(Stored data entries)
★ ★ ★

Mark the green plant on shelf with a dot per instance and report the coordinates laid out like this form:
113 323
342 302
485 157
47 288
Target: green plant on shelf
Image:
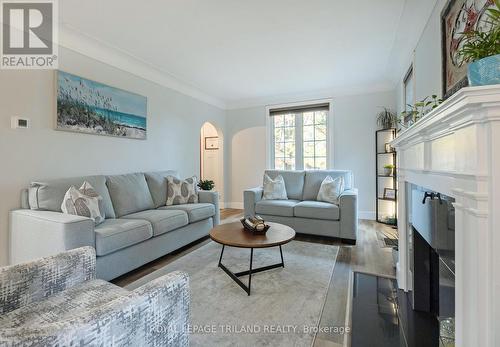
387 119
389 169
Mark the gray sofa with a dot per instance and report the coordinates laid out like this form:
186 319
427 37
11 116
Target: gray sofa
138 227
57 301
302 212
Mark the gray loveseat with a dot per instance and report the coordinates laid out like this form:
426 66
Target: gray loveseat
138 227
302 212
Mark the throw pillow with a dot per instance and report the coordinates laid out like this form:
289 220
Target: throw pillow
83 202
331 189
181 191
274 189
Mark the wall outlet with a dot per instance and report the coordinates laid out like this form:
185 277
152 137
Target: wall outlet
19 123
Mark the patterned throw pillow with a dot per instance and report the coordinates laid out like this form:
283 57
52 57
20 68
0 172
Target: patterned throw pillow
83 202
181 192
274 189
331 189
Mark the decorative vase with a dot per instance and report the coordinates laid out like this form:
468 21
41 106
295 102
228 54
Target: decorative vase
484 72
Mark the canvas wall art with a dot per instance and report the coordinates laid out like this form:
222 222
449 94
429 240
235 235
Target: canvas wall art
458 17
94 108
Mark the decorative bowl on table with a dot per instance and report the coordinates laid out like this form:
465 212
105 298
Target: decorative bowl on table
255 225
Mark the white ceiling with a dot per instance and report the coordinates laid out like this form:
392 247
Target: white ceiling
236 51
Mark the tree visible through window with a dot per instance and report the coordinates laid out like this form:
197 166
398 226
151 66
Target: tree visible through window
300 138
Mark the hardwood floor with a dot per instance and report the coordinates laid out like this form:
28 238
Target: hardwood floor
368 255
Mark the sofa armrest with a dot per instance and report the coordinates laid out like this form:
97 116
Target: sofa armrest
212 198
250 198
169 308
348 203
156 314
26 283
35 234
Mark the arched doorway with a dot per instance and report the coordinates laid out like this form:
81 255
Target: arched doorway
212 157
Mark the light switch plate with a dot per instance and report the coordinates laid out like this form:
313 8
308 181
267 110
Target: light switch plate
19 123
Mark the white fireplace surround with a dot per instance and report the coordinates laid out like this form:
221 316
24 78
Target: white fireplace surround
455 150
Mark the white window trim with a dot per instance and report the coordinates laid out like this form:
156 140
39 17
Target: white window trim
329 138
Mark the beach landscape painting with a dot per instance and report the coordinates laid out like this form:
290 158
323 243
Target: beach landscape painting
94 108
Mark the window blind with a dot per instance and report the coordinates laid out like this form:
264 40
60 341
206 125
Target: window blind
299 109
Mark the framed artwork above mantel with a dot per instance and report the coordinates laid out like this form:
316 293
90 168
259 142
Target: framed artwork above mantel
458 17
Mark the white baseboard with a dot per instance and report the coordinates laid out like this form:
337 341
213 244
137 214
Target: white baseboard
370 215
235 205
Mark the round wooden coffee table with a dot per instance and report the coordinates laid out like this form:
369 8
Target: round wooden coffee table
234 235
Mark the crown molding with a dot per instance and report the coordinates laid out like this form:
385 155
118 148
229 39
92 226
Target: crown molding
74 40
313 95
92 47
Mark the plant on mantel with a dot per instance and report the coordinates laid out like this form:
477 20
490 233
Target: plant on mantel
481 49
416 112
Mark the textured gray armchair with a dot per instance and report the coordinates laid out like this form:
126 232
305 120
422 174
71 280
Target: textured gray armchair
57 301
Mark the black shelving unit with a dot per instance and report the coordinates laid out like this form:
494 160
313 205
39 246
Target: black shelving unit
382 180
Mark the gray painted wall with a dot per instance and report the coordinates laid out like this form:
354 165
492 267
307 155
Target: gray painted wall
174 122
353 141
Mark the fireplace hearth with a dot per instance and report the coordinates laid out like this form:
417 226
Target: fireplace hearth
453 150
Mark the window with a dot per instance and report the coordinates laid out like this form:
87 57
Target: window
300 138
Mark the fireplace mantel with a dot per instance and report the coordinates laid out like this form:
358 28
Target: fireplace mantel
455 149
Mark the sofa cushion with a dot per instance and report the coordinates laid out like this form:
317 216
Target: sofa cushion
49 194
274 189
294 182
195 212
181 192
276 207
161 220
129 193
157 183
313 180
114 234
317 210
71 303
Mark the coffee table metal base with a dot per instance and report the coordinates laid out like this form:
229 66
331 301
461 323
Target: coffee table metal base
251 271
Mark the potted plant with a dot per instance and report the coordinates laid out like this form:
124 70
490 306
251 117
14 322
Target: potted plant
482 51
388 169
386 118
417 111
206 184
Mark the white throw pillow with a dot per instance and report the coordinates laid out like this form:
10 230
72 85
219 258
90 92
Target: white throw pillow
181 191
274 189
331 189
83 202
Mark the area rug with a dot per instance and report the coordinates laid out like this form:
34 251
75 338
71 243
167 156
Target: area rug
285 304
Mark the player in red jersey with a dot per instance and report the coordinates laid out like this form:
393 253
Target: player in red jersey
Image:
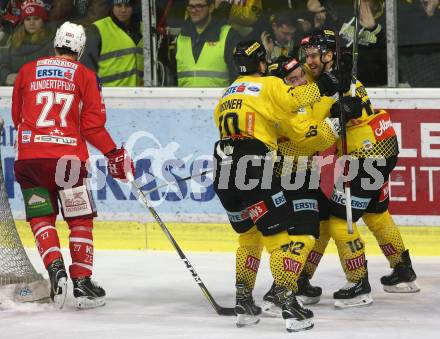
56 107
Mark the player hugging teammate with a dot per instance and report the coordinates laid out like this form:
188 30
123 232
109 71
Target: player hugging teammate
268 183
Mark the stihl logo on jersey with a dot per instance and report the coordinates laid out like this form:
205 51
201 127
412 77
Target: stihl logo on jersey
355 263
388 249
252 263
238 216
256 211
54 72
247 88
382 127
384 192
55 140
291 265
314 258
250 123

★ ★ ★

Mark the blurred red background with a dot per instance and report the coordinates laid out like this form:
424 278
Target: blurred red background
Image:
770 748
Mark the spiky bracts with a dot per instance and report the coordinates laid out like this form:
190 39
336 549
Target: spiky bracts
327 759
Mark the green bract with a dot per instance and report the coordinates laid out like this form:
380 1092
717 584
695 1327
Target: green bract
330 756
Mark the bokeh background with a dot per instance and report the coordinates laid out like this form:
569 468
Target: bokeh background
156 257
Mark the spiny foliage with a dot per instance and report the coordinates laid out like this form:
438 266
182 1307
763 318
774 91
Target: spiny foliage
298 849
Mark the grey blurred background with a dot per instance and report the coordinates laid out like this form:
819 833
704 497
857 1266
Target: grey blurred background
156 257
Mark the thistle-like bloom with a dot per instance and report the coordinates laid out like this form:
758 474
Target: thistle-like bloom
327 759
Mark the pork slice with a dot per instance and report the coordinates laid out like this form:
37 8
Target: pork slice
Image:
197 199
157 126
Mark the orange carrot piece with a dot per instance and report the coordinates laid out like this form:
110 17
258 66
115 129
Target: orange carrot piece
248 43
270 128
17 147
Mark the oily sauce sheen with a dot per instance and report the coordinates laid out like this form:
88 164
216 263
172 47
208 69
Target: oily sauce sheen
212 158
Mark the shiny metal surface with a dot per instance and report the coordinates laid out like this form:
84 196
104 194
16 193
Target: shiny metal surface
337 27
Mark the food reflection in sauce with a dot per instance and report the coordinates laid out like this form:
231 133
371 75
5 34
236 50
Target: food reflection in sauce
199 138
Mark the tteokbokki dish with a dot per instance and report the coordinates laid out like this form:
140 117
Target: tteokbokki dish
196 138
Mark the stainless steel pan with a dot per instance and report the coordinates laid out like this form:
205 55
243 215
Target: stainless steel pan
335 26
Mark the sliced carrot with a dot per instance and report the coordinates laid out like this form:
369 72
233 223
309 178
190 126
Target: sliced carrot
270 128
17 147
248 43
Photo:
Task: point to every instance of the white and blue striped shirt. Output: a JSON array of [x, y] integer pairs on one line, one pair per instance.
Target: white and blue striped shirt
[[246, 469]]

★ ★ ★

§ **ABOUT THIS TASK**
Look through the entries, and return every line that the word "pork" appears in.

§ **SOLUTION FOR THIS PROBLEM**
Mark the pork slice with a dot per instance and report the coordinates laid out like this form:
Target: pork slice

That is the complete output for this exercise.